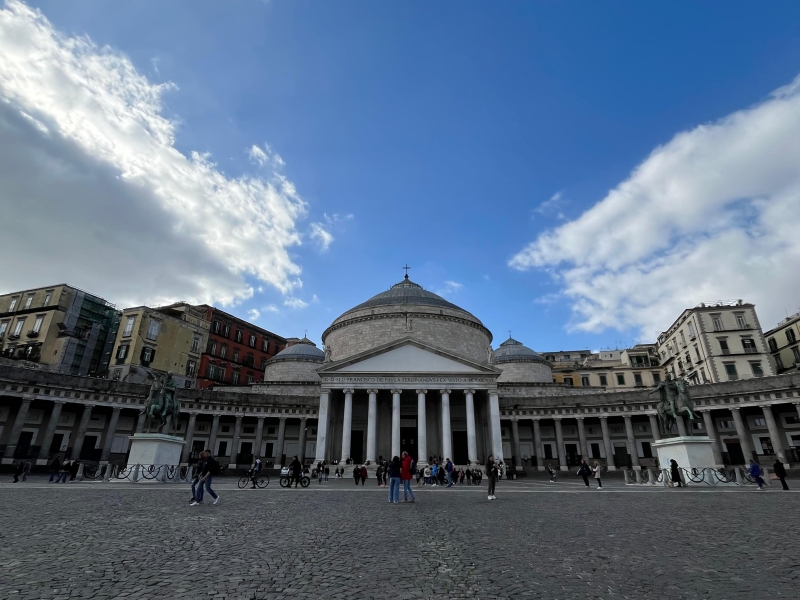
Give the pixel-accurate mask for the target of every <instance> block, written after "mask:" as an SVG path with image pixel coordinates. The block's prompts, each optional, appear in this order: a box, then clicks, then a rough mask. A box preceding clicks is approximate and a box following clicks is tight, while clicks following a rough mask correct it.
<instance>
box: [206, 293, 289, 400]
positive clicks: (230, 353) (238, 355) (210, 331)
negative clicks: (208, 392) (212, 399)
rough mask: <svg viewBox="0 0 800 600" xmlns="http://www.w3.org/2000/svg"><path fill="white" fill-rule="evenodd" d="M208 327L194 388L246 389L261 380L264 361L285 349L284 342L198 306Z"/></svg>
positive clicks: (232, 319)
mask: <svg viewBox="0 0 800 600" xmlns="http://www.w3.org/2000/svg"><path fill="white" fill-rule="evenodd" d="M197 308H201V309H205V311H206V317H205V318H206V320H208V321H209V322H210V323H211V331H210V332H209V336H208V346H206V351H205V352H204V353H203V354H202V355H201V356H200V369H199V371H198V376H197V387H198V388H200V389H201V390H204V389H208V388H210V387H212V386H214V387H219V386H223V385H248V384H250V383H255V382H256V381H263V380H264V367H265V366H266V363H267V361H268V360H269V359H270V358H272V357H273V356H275V355H276V354H277V353H278V352H280V351H281V350H283V349H284V348H286V345H287V341H286V339H284V338H282V337H281V336H279V335H275V334H274V333H272V332H271V331H267V330H266V329H261V328H260V327H257V326H256V325H253V324H252V323H248V322H247V321H243V320H242V319H239V318H238V317H234V316H233V315H230V314H228V313H226V312H224V311H222V310H220V309H218V308H214V307H213V306H208V305H202V306H199V307H197Z"/></svg>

__PROBLEM__:
Beginning with the line that holds "rough mask: <svg", restate word for word every line down to the end of the data, and only those lines.

__SOLUTION TO THE EXERCISE__:
rough mask: <svg viewBox="0 0 800 600" xmlns="http://www.w3.org/2000/svg"><path fill="white" fill-rule="evenodd" d="M208 327L194 388L246 389L261 380L264 361L285 349L284 342L198 306Z"/></svg>
positive clicks: (232, 319)
mask: <svg viewBox="0 0 800 600" xmlns="http://www.w3.org/2000/svg"><path fill="white" fill-rule="evenodd" d="M197 308H201V309H205V311H206V317H205V318H206V320H208V321H209V322H210V323H211V331H210V332H209V336H208V346H206V351H205V352H204V353H203V354H202V355H201V356H200V369H199V371H198V376H197V387H198V388H200V389H201V390H204V389H208V388H210V387H212V386H214V387H219V386H223V385H248V384H250V383H255V382H256V381H263V380H264V367H265V366H266V363H267V361H268V360H269V359H270V358H272V357H273V356H275V355H276V354H277V353H278V352H280V351H281V350H283V349H284V348H286V345H287V341H286V339H284V338H282V337H281V336H279V335H275V334H274V333H272V332H271V331H267V330H266V329H261V328H260V327H257V326H256V325H253V324H252V323H248V322H247V321H243V320H242V319H239V318H238V317H234V316H233V315H230V314H228V313H226V312H224V311H222V310H220V309H218V308H214V307H213V306H208V305H202V306H199V307H197Z"/></svg>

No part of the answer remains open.